#### [REQUIRED ACTIONS]
(a) Render the sentence "Both types were used in higher-power audio amplifiers." from the type 83 rectifier description into German.
(b) From the type 83 rectifier description, list every voltage value it gives.
(c) According to the type 83 rectifier description, what are the heater ratings of the AX 50?

|Probably the most popular of all gas-filled rectifiers,
this type is the American counterpart to the European AX 50, made by Philips.
Both types were used in higher-power audio amplifiers. Construction of
both types is quite identical, the most striking difference (except the
base) being in heater ratings: 5 V, 3 A for type 83, while 4 V and 3.75
A for the AX 50. Power ratings are up to 550 V at 250-275 mA, up to 1 A peak.
System drop is constant at about 15 V. Preheating time is short, 15-30
seconds are usually (at room temperature) enough.
The gas filling consists of Mercury, which is always in an equilibrium between a condensed and a vapourised phase, even in operation. Small Mercury droplets condense at the (lower) cooler parts of the glass bulb, forming a shiny silvery coating, as you can see in the photo.
Some operation requirements and safety hints applicable for all gas-filled rectifier tubes:
Preheating (the bigger and colder the tube, the longer, especially
for Hg-filled tubes) is absolutely necessary, serious damage to the oxide
coating will occur (erosion by heavy arcing) while applying high-voltage power if the filament is still heating
up. Times are indicated in the different type descriptions. Operating Hg-tubes
with reduced heating voltage will result in a non-reversible intoxication
of the emissive layer, thus reducing lifetime of the tube drastically.

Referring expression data
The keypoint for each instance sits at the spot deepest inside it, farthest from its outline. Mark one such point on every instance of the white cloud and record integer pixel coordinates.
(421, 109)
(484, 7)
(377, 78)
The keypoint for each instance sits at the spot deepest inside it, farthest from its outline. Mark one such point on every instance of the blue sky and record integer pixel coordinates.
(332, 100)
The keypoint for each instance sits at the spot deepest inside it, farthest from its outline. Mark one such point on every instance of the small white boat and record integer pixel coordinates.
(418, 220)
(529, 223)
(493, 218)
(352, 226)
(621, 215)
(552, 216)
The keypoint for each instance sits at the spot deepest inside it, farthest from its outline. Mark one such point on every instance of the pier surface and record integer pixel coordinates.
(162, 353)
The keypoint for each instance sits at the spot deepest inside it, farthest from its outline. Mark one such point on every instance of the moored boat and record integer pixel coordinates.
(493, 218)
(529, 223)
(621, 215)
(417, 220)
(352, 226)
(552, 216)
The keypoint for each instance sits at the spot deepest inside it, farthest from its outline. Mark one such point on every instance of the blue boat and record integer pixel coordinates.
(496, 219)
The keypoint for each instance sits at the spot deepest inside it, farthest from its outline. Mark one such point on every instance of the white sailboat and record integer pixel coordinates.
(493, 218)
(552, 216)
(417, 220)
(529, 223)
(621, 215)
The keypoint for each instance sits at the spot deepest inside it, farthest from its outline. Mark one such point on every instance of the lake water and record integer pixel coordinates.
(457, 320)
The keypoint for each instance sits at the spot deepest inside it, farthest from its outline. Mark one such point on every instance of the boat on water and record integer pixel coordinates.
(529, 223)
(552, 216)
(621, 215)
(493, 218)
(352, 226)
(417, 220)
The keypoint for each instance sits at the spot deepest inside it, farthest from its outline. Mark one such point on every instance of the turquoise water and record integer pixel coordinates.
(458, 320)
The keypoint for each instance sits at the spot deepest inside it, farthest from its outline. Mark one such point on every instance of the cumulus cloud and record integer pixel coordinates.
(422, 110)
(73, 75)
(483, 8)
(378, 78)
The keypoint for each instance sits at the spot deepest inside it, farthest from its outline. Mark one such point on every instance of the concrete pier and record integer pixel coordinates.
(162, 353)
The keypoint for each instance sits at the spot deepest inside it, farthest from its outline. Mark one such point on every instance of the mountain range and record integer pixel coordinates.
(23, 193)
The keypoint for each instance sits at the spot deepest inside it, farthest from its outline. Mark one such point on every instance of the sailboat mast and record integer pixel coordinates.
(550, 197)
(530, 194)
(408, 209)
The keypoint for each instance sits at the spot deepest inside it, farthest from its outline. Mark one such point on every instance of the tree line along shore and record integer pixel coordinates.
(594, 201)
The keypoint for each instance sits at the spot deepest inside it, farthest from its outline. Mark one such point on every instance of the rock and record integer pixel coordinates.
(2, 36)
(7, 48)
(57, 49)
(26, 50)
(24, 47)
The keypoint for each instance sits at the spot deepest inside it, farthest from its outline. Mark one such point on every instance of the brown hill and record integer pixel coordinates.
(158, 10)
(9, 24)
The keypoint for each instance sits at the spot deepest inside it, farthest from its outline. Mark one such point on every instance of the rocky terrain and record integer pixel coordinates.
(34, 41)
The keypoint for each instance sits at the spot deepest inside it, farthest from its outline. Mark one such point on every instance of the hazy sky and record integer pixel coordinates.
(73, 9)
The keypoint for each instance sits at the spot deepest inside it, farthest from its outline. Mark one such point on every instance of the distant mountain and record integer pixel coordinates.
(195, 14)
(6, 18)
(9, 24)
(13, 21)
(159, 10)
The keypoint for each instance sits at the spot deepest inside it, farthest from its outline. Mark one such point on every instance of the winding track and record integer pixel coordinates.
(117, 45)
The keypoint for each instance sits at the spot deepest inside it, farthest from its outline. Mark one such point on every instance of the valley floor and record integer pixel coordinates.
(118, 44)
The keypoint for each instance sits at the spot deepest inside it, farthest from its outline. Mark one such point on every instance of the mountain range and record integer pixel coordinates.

#### [COMPLETED EXERCISE]
(a) Beide Typen wurden in Audioverstärkern höherer Leistung eingesetzt.

(b)
- 5 V
- 4 V
- 550 V
- about 15 V

(c) 4 V and 3.75 A.